Extracto del documento -
"""
En el proceso administrativo, el médico defendió las intervenciones realizadas a Axa. “Los trastornos del desarrollo sexual tienen etapas específicas que denotan que no nos hemos saltado procesos. Hay niños que durante el primer año de vida son diagnosticados, pero a los 14 años, con el despliegue sexual y hormonal, pueden cambiar su tendencia (…). Y sigo manteniendo que él es un varón”.
Pero eso no era lo que indicaba el cariotipo ni fue la decisión de Axa. Recién a los 14 años él pudo decidir, por primera vez, sobre su cuerpo. Y decidió mantener su identidad masculina y someterse voluntariamente a nuevas intervenciones quirúrgicas, entre estas, una doble mastectomía.
Hoy, con 21 años, finalmente está a gusto consigo mismo. “Me siento bien con lo que soy, me siento bien siendo intersexual. Antes me veía como algo raro, literalmente algo que no estaba dentro de lo binario, que no estaba dentro del canon, y ahora me siento completamente bien”.
"""
Continúa el extracto sobre Axa y su vivencia intersexual a partir de su última oración.

Registros de datos -
"""
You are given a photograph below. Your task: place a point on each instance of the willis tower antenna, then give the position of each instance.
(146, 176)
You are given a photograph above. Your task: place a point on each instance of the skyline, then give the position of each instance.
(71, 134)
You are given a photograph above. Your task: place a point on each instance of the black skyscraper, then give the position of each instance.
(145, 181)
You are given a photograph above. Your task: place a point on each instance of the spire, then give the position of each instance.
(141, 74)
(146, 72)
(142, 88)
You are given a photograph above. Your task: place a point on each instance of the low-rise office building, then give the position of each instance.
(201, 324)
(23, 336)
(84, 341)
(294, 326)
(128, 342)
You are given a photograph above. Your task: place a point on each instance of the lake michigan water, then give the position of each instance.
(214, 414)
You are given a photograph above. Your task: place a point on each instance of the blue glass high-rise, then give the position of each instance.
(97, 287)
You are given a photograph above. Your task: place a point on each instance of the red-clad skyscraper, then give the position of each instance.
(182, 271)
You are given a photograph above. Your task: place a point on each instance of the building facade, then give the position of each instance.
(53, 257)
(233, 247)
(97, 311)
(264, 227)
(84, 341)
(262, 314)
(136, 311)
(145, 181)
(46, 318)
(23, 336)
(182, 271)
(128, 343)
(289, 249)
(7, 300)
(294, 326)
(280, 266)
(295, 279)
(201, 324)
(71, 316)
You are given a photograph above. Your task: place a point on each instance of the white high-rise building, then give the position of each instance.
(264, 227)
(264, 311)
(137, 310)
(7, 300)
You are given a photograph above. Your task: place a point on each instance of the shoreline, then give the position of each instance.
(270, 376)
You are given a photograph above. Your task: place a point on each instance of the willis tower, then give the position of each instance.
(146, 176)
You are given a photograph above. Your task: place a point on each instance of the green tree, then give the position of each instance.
"""
Respuesta esperada -
“De niño yo hubiese preferido que se me informe y se me explique para qué me estaban haciendo las operaciones. Es frustrante entrar y salir de quirófanos sin tener la menor idea de por qué lo estás haciendo. Yo solo sabía que había que hacerle unas ‘correcciones’ a mi cuerpo, nada más”.
Por esas “correcciones”, el Ministerio de Salud Pública sancionó en diciembre de 2014 al médico que operó a Axa. La Cartera de Estado le impuso una multa de 3.400 dólares, pero no revocó su licencia; siguió y sigue atendiendo.
Gabriela también recurrió a la justicia, que en 2018 falló a su favor y al de Axa por daño moral, y obligó a pagar una indemnización de 100.000 dólares.
“Si alguien le notó niña, ¿por qué no me dijeron?”, llegó a decir el médico.
Fue a partir del caso de Axa, que la Dirección de Derechos Humanos, Género e Inclusión del MSP elaboró el “Protocolo de atención integral a pacientes con desórdenes del desarrollo sexual”, el primero para abordar las realidades intersex en el sistema de salud.
Pero como nunca se ha implementado, historias como la de Axa pueden volver a repetirse, historias de infancias impuestas y sometidas a intervenciones quirúrgicas para asignar un sexo bajo una mirada médica patologizante, historias de atenciones médicas discriminatorias y violentas, historias de personas que por nacer fuera de la “norma corporal” son borradas al nacer.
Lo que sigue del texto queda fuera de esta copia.